▶ Work instruction
Those lines of the data that hold the word "shiny" are to be copied out.

▶ Provided information
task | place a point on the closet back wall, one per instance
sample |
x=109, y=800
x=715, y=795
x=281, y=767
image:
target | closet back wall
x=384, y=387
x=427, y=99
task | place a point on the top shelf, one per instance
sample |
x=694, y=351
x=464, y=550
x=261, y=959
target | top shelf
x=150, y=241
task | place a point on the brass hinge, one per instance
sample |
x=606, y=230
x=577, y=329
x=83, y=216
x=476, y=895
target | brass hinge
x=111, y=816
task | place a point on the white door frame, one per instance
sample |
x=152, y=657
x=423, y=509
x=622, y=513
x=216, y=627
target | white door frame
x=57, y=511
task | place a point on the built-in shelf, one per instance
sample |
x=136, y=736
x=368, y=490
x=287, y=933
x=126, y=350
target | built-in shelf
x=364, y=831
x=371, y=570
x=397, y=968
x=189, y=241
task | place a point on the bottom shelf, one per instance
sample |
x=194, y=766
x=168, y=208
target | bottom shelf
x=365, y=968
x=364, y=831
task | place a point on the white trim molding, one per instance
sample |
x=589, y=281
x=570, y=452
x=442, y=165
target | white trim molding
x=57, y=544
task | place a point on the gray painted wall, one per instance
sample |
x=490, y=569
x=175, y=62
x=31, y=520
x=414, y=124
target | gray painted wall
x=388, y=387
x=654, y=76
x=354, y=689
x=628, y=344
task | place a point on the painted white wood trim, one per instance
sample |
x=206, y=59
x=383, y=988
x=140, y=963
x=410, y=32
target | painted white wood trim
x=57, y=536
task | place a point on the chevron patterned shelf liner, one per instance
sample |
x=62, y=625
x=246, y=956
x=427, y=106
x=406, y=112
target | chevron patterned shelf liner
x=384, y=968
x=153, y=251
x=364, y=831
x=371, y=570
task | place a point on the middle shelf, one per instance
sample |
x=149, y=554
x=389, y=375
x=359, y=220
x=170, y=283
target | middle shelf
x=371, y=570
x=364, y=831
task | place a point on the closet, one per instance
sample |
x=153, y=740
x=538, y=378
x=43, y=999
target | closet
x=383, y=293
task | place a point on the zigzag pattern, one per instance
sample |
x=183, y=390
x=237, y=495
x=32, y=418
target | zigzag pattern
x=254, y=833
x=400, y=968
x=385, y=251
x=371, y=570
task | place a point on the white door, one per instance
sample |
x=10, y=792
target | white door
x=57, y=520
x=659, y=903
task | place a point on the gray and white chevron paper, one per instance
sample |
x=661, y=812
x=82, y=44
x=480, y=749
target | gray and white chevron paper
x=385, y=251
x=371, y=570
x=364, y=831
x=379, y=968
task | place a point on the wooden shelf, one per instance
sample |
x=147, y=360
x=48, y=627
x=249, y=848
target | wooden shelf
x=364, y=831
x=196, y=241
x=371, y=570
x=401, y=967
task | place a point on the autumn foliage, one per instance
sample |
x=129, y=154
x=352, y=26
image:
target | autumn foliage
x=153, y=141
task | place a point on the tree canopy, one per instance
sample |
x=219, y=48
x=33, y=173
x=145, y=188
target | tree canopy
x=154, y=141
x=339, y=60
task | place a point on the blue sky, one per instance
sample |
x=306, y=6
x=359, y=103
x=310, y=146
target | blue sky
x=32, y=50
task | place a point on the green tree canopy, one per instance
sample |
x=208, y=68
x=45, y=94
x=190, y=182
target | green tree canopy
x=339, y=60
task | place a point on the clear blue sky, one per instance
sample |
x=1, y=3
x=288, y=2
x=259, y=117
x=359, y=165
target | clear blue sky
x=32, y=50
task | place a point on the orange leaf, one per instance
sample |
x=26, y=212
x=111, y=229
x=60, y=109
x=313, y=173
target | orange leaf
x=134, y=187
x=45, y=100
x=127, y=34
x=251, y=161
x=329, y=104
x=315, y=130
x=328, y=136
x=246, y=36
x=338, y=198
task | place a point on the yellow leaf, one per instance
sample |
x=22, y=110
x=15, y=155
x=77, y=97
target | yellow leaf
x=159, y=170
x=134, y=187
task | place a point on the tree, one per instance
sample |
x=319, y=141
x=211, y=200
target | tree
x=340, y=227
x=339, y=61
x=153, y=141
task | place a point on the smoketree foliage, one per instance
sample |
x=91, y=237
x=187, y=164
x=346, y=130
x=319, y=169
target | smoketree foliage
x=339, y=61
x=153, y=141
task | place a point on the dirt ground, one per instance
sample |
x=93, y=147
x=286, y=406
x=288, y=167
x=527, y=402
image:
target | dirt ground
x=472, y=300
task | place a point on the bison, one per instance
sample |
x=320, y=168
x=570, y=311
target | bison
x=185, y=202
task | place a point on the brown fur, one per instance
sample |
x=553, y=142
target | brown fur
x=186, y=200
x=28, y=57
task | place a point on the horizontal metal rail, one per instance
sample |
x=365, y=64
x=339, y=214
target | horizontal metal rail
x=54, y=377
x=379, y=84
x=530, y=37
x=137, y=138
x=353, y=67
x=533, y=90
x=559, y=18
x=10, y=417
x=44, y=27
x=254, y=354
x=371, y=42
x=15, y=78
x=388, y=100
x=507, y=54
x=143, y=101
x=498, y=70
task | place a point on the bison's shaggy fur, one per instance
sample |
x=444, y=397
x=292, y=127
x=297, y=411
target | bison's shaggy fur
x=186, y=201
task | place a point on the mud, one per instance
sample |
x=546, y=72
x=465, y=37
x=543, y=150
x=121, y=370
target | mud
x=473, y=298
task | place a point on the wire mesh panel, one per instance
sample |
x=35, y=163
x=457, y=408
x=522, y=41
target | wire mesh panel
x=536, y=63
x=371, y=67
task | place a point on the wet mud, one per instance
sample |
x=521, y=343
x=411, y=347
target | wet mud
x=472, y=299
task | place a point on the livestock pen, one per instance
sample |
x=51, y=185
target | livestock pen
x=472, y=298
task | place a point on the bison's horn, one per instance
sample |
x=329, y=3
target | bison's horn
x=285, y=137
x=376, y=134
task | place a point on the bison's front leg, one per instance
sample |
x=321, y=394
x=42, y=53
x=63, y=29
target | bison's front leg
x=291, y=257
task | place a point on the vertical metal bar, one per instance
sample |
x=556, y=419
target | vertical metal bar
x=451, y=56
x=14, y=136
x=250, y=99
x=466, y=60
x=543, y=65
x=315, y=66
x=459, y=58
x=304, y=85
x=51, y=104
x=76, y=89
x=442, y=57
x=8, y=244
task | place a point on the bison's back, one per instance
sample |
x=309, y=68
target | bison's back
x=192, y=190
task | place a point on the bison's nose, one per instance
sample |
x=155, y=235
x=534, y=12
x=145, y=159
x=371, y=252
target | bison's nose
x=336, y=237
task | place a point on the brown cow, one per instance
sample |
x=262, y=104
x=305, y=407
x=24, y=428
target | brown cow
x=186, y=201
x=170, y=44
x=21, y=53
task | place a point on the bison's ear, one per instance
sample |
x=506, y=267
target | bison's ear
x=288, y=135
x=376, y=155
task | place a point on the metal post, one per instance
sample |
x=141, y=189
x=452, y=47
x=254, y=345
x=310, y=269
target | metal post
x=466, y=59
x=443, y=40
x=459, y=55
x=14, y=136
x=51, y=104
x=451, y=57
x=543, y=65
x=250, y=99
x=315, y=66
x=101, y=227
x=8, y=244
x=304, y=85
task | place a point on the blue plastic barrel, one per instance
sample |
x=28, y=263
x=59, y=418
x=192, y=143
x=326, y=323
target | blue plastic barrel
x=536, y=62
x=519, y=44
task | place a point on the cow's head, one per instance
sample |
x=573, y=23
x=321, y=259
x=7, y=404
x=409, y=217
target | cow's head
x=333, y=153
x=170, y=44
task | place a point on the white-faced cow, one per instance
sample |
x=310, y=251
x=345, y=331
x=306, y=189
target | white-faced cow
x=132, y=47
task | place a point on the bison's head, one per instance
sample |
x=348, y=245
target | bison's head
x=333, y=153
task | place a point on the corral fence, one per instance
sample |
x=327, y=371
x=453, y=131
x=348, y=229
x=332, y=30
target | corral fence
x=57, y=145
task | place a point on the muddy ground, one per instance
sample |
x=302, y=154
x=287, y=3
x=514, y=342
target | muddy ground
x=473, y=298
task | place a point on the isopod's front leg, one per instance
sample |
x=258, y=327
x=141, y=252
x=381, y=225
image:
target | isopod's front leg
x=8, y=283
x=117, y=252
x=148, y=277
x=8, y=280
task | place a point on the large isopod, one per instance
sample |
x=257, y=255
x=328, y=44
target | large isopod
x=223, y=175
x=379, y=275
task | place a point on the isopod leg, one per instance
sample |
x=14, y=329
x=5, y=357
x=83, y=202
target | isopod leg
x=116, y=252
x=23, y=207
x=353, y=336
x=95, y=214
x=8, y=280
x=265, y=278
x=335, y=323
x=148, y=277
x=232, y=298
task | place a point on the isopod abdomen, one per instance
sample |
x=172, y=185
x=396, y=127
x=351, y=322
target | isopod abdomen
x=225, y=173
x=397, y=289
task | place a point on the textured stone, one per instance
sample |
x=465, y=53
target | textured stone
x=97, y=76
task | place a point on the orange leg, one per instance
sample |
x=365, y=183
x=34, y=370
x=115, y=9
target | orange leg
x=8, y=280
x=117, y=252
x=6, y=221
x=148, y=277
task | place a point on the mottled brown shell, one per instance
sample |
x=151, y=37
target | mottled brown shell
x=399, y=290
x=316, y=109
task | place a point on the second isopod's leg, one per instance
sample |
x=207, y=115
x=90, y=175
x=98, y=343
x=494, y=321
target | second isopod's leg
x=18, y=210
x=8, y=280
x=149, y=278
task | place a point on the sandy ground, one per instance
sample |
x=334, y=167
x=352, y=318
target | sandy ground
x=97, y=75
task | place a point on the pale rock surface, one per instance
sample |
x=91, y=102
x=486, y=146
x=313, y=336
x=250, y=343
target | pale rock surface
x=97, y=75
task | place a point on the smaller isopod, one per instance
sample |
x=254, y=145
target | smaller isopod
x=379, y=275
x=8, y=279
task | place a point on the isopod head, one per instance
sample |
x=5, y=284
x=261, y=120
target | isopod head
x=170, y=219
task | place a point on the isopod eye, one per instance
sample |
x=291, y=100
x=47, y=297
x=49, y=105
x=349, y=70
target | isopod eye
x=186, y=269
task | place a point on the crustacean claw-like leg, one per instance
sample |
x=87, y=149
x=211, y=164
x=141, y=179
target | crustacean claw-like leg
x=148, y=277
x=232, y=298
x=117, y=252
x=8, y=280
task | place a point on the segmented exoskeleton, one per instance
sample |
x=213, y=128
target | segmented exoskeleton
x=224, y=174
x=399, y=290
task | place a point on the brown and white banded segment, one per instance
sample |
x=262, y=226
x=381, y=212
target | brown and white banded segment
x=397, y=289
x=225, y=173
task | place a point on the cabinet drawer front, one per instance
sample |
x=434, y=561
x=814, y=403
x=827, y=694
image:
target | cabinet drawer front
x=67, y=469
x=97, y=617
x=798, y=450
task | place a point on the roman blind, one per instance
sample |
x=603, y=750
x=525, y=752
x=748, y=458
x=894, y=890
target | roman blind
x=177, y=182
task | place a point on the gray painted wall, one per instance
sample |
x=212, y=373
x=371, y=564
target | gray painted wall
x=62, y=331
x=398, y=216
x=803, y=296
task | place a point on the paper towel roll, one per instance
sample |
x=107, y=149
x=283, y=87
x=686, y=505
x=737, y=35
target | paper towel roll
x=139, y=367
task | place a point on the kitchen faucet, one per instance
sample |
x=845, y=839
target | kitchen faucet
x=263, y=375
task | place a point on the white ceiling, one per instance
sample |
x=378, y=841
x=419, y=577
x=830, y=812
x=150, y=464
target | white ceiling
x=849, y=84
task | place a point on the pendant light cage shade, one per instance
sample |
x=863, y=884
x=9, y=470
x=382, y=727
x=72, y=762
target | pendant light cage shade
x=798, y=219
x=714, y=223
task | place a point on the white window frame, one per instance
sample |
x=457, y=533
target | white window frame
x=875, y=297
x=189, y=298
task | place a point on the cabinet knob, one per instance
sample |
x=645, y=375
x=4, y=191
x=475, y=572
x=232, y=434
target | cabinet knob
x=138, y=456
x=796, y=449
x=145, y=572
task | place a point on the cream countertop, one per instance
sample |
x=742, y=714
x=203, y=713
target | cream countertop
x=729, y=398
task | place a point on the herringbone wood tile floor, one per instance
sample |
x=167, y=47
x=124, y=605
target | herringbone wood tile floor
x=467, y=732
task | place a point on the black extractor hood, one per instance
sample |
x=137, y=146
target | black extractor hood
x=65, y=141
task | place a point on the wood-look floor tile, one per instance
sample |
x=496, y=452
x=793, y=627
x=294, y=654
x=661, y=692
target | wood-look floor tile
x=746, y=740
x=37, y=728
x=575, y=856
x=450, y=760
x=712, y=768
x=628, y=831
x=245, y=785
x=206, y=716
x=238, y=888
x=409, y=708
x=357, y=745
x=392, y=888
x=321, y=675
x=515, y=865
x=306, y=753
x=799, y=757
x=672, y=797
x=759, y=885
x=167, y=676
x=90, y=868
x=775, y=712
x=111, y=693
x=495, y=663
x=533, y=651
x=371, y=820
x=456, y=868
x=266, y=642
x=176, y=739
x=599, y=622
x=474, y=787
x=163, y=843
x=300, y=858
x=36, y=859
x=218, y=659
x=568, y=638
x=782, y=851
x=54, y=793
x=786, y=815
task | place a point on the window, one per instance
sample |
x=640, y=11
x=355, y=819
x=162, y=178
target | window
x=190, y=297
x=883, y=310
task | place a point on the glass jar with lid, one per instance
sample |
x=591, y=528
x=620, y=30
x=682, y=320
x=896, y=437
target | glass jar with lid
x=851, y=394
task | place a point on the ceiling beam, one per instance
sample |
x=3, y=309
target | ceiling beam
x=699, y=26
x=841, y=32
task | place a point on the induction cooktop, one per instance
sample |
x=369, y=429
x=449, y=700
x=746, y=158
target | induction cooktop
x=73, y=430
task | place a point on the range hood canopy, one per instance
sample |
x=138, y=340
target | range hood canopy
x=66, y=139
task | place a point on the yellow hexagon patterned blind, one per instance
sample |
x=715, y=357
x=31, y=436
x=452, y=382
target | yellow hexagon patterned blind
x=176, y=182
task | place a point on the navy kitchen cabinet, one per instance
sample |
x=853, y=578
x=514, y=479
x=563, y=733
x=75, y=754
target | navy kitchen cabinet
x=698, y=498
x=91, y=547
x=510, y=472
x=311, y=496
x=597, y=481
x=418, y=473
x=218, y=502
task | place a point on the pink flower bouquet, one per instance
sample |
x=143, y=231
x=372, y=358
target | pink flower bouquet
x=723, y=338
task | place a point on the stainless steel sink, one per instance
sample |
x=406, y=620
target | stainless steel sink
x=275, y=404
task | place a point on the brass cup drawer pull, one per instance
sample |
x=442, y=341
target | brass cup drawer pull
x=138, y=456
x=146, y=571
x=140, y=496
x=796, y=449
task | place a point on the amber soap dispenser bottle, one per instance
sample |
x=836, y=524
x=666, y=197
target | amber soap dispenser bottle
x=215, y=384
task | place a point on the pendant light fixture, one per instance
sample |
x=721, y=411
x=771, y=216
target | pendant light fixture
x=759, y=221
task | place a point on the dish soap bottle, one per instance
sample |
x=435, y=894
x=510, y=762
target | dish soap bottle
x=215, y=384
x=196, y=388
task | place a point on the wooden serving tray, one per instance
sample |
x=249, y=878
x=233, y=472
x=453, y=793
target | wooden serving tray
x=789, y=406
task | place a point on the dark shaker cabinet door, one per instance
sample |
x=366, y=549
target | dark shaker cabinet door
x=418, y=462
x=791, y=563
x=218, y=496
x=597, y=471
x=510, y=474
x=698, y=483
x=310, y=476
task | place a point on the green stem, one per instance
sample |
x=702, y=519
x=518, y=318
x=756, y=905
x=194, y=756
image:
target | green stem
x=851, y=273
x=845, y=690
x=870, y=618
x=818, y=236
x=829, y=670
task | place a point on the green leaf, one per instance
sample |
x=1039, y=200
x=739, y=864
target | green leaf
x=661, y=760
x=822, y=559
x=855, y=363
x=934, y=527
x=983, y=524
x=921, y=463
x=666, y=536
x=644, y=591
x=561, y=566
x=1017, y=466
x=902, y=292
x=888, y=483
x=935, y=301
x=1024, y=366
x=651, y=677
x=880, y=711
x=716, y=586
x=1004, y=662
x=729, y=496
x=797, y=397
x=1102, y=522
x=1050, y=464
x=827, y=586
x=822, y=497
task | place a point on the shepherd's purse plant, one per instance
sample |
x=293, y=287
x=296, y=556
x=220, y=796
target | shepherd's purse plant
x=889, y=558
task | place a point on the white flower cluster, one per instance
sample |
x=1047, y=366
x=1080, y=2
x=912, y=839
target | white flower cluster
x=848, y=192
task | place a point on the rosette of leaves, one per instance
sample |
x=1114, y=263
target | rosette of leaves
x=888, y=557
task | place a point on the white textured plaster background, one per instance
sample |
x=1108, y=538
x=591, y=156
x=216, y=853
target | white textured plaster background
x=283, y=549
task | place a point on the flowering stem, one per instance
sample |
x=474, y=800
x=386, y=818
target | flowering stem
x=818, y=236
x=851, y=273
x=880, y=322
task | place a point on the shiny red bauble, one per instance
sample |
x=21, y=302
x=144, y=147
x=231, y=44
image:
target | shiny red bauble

▶ Solution to the problem
task | place a point on the shiny red bauble, one per instance
target | shiny red bauble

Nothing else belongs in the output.